*Dataset rows*:
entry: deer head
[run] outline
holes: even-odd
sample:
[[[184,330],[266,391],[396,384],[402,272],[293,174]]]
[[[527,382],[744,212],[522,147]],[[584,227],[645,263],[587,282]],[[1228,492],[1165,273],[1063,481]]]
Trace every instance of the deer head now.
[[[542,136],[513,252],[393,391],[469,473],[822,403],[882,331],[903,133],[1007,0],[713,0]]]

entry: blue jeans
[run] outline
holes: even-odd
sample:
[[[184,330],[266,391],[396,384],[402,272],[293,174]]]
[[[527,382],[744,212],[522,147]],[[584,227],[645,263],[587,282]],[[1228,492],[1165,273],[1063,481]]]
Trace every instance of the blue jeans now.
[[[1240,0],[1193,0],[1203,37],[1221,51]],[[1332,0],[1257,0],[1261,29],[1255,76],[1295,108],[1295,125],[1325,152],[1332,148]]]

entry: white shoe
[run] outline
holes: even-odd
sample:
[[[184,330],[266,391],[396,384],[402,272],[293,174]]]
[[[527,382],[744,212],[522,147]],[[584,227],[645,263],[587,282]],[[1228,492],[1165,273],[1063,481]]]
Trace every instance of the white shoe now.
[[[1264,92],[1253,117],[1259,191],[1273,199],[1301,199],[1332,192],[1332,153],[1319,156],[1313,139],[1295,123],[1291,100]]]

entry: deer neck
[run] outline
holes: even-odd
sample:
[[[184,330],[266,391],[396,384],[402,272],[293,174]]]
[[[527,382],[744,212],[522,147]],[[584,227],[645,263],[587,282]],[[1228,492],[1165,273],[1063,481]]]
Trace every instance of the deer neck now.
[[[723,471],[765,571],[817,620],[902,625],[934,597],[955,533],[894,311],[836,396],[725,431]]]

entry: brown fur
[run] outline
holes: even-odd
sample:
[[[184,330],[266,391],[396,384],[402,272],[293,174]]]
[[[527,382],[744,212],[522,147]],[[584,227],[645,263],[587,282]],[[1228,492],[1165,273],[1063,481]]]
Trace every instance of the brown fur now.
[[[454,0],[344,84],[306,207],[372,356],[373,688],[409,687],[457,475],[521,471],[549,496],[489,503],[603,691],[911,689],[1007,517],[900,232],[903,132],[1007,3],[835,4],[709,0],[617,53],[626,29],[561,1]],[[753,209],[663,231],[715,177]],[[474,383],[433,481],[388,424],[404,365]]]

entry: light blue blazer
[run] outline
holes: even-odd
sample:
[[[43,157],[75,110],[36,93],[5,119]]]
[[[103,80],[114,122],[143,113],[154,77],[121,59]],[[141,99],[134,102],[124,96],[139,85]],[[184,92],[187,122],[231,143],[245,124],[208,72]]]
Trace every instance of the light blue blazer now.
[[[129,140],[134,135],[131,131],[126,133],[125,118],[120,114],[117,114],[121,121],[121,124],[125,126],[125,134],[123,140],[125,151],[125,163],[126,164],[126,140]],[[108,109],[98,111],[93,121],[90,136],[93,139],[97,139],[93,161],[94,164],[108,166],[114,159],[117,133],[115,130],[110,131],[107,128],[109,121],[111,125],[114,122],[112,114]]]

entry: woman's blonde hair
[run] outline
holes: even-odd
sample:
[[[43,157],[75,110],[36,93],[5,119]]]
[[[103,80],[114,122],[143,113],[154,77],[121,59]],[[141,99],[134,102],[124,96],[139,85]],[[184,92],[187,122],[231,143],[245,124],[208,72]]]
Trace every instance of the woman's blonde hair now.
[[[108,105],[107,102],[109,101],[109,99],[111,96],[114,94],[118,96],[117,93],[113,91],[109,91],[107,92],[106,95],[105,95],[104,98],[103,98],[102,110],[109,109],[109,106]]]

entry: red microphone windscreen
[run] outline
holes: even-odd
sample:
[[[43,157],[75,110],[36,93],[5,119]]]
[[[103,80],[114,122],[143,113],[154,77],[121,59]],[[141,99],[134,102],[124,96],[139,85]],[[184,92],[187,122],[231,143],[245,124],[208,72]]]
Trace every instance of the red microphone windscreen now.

*Required task*:
Rewrite the lines from the one containing "entry: woman's blonde hair" up to and including the one containing "Trace every instance of the woman's", putting "golden" in place of "blonde" and keeping everything else the same.

*Full response*:
entry: woman's golden hair
[run] outline
holes: even-odd
sample:
[[[43,157],[75,110],[36,93],[5,119]]]
[[[103,80],[114,122],[143,113],[154,77],[121,59]],[[141,99],[134,102],[124,96],[139,85]],[[184,92],[187,122],[231,143],[245,124],[208,72]]]
Trace every instance of the woman's golden hair now.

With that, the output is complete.